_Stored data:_

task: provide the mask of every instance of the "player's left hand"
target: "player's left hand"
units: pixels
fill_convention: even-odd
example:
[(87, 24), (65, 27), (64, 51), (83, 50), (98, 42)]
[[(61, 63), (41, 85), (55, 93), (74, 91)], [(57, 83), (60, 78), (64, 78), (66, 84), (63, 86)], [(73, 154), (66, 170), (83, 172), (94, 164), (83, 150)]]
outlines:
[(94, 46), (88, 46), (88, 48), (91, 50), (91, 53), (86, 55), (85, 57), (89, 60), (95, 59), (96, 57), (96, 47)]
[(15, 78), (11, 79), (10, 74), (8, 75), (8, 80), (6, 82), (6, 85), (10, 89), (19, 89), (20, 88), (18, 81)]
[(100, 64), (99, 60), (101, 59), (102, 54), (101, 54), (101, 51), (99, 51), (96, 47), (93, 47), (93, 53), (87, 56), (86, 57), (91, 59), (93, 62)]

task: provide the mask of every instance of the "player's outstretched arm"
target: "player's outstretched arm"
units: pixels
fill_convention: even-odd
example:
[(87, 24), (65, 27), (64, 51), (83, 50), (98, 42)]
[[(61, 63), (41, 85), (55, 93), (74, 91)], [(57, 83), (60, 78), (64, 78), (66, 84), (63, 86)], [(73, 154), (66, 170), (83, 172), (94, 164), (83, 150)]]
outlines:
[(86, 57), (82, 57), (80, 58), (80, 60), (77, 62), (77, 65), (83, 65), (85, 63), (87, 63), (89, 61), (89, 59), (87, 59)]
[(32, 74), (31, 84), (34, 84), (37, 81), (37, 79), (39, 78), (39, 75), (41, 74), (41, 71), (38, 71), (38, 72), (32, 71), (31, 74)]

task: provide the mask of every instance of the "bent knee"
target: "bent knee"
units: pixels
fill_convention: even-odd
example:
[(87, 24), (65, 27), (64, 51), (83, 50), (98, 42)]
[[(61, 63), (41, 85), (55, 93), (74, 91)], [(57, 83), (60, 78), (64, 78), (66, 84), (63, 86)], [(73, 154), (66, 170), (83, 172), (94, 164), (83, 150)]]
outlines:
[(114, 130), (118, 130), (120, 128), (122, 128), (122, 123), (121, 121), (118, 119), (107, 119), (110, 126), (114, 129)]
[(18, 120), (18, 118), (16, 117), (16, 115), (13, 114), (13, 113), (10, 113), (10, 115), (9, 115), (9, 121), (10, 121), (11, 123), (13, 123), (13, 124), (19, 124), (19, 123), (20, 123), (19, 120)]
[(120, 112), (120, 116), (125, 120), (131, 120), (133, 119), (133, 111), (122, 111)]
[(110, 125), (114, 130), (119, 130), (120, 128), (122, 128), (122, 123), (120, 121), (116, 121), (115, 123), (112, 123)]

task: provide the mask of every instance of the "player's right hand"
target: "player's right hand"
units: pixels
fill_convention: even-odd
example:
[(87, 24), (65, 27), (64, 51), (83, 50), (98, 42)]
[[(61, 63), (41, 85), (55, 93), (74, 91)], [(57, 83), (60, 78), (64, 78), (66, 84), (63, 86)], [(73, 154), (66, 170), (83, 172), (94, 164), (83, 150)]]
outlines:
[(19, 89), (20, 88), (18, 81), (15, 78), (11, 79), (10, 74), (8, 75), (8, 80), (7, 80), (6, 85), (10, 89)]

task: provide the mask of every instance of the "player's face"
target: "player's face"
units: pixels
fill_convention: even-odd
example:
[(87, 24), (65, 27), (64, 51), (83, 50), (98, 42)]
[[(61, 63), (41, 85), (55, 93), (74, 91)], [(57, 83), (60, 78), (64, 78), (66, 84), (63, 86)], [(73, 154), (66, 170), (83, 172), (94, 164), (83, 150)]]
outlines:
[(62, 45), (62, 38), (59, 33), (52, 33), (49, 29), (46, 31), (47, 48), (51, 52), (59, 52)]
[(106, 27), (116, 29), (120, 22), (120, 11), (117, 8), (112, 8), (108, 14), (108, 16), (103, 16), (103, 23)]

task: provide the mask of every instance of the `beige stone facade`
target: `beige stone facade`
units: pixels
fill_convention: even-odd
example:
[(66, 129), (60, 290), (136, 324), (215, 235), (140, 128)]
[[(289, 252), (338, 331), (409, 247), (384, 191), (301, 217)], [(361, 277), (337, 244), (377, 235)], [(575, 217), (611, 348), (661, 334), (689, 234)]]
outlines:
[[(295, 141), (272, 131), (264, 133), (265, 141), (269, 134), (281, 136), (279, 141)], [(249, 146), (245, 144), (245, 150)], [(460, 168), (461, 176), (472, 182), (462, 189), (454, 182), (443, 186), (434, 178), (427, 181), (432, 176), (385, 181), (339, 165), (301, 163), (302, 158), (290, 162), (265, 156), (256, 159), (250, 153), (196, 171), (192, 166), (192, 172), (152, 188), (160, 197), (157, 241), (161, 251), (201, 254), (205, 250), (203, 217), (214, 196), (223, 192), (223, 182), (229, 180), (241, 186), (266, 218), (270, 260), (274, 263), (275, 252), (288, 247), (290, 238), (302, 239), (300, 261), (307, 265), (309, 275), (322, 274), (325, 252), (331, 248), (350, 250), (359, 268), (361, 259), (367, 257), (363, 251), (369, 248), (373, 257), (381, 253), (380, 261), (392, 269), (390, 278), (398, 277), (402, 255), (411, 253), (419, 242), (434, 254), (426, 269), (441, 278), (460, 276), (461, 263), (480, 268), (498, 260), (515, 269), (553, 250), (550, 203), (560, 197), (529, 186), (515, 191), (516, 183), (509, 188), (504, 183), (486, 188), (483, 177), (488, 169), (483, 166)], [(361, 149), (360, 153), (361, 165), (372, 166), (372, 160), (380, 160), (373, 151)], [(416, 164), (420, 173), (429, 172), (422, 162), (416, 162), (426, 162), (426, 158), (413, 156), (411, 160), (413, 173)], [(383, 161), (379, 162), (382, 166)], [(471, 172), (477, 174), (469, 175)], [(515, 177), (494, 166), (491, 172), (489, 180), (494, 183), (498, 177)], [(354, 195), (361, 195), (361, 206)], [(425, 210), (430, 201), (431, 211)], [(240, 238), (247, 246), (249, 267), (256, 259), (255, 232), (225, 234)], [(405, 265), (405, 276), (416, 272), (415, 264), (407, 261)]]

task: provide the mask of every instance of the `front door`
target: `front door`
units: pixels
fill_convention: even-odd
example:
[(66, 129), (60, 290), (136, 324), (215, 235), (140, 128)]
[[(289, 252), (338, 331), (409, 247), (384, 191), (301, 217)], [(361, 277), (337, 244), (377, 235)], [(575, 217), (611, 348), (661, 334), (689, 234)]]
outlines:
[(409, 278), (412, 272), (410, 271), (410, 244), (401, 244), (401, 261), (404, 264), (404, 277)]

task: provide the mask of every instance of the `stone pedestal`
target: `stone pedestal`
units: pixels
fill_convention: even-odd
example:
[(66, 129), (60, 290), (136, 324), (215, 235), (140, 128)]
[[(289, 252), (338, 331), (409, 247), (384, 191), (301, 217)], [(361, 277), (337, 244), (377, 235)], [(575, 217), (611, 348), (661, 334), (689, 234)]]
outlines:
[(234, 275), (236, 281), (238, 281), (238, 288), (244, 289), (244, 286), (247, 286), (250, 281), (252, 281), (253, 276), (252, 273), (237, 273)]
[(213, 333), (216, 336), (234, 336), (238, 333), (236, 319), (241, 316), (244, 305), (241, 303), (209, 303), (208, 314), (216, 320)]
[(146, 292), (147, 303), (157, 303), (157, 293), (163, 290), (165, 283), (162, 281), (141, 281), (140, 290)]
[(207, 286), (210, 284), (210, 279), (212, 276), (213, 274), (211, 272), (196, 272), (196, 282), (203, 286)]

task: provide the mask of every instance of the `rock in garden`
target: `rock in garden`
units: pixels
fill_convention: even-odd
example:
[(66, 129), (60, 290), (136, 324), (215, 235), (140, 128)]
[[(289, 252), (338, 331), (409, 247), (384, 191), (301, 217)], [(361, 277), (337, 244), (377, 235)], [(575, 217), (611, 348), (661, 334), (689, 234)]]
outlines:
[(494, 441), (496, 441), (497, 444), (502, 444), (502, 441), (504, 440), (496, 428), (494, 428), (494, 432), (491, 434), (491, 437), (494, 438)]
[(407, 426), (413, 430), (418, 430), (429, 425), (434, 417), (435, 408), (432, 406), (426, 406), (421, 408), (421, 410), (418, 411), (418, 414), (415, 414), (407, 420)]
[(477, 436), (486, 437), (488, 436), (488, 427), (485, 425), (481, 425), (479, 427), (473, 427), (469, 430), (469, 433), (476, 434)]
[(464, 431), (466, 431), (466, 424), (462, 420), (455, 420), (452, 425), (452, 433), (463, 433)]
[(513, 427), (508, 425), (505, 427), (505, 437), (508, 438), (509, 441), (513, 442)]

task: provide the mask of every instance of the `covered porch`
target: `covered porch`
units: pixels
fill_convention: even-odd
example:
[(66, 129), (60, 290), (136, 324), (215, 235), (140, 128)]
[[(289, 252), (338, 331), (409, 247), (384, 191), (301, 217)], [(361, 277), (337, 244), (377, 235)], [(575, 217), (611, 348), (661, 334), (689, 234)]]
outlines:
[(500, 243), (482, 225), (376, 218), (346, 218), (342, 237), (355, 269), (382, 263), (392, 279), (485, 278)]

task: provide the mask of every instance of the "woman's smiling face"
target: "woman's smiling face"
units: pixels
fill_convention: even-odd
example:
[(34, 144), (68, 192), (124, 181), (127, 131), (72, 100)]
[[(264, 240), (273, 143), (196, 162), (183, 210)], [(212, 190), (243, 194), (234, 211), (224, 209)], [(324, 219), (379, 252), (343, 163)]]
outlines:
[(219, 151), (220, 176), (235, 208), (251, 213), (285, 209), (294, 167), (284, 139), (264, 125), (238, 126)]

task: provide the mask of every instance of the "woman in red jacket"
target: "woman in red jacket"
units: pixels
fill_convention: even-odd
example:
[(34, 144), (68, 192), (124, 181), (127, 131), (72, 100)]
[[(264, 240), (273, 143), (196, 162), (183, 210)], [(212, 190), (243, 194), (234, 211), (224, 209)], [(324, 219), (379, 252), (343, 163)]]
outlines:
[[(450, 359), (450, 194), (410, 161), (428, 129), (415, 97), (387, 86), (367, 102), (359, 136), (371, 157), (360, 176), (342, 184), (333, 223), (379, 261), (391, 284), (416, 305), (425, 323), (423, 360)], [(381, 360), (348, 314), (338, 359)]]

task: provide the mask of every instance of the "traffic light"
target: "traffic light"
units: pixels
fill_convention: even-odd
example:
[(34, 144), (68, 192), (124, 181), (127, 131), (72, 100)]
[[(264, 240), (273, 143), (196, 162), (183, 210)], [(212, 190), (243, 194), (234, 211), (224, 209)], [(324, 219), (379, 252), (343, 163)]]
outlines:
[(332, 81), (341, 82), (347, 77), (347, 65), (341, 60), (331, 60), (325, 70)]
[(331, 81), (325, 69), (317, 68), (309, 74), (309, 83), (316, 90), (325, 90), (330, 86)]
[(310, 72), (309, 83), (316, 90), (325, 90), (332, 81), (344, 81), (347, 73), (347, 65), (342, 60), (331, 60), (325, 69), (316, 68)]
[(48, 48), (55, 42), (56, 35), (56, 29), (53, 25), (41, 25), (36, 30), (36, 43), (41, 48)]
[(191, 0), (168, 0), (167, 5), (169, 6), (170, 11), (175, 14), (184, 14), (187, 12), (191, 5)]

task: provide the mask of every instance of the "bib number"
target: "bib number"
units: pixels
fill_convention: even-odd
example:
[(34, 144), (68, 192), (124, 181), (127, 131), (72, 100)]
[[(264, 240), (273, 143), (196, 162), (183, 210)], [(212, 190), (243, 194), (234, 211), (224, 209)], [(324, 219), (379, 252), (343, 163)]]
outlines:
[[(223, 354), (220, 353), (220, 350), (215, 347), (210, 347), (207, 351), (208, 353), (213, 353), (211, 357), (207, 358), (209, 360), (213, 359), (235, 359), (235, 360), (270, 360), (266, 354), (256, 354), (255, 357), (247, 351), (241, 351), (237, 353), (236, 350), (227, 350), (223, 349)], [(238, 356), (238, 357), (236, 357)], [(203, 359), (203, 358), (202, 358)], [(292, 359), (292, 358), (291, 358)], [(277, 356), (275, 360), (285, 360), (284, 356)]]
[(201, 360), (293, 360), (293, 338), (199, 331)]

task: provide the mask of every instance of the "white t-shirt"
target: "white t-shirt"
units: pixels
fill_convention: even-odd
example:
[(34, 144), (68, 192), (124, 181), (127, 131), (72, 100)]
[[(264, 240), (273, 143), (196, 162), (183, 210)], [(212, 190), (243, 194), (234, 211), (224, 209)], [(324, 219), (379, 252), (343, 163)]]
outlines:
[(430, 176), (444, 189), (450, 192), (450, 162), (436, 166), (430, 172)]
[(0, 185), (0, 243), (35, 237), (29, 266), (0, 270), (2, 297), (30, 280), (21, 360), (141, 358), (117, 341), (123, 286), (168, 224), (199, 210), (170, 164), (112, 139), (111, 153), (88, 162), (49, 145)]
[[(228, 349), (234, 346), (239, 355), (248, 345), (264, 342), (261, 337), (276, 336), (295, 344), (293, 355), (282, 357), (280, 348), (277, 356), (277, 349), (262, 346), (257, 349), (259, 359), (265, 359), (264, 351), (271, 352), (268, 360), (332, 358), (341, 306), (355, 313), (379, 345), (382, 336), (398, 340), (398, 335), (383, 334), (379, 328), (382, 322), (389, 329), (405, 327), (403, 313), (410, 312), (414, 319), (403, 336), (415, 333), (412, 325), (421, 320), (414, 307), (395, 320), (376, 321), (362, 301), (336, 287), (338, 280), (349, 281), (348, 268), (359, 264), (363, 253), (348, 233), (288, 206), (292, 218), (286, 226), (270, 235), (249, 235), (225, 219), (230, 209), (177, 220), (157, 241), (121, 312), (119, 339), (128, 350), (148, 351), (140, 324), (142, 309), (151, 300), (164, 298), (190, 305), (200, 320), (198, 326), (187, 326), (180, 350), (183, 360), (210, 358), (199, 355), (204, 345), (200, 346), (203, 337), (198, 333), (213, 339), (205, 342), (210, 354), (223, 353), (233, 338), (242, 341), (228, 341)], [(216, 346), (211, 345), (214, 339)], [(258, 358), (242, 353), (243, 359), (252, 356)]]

_What is expected:_
Which of the lines above carry the string "traffic"? Copy every one.

_Final answer:_
task: provide the mask of every instance of the "traffic light"
target: "traffic light"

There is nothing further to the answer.